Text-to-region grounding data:
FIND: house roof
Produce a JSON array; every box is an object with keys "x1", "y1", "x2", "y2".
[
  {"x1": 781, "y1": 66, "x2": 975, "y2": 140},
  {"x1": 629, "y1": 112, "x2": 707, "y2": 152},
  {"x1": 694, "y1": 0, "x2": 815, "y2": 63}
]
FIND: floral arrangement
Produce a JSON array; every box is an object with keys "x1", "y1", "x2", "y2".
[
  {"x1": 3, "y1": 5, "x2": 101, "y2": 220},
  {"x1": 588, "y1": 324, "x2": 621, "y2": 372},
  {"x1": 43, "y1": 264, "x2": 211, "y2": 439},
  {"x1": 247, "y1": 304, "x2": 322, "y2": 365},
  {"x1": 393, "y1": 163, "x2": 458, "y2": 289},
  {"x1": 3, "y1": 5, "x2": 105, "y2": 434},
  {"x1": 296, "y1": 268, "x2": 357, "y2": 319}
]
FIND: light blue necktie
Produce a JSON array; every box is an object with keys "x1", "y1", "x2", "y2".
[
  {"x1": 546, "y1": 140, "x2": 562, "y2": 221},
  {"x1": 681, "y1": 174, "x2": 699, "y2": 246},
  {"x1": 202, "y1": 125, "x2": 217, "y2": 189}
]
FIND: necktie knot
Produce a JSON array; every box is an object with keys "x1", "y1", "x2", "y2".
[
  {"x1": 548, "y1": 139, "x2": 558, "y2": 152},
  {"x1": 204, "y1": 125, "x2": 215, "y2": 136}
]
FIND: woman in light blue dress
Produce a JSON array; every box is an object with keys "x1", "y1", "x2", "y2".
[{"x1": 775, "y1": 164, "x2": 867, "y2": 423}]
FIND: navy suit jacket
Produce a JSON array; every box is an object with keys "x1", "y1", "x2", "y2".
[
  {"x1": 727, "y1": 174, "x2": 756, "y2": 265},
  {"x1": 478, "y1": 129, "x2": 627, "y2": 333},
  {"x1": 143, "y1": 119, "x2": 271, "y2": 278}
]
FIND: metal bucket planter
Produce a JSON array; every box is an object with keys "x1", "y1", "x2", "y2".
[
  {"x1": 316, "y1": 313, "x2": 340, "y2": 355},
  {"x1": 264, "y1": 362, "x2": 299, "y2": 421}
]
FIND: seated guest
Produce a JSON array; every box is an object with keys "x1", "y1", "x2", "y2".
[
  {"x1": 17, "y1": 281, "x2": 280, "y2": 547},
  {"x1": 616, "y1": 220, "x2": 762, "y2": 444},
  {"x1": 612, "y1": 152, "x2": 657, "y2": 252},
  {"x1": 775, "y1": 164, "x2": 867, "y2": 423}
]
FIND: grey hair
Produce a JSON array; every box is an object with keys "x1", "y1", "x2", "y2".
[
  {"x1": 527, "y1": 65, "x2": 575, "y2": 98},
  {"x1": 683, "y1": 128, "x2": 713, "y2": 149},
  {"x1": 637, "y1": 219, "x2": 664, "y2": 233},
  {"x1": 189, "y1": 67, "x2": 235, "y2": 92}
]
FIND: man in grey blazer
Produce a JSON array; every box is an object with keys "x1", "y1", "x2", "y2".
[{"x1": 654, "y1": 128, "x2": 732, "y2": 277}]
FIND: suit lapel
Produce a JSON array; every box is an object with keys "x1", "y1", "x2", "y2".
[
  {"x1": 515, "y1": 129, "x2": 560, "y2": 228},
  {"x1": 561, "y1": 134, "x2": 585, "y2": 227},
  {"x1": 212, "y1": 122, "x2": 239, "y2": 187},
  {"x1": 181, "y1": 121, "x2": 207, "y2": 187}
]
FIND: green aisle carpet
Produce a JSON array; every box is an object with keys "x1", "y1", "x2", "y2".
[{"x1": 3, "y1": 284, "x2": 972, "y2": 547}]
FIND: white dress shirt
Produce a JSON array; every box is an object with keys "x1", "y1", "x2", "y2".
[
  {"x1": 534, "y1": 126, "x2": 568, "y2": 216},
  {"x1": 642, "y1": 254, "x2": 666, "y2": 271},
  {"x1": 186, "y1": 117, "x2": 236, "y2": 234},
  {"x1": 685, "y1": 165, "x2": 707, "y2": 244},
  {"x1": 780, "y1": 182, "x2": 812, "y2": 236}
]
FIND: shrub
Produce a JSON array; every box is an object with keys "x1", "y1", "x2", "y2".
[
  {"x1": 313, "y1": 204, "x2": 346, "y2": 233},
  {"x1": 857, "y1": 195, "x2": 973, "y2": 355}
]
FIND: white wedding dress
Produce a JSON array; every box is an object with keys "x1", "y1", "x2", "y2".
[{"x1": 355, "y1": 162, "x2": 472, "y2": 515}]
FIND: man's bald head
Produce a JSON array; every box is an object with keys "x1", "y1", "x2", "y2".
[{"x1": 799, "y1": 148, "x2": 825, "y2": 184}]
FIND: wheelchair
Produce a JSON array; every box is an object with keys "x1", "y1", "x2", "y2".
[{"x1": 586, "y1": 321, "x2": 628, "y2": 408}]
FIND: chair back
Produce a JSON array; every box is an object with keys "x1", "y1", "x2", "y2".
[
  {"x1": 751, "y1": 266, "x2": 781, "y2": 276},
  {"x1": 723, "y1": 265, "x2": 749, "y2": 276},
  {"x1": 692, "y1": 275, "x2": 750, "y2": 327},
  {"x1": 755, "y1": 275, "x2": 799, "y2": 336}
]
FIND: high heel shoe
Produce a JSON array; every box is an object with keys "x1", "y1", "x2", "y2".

### WORK TASK
What lines of the data include the word "suit"? Copy each of them.

### YOUR SOLUTION
FIND: navy suit jacket
FIND: suit lapel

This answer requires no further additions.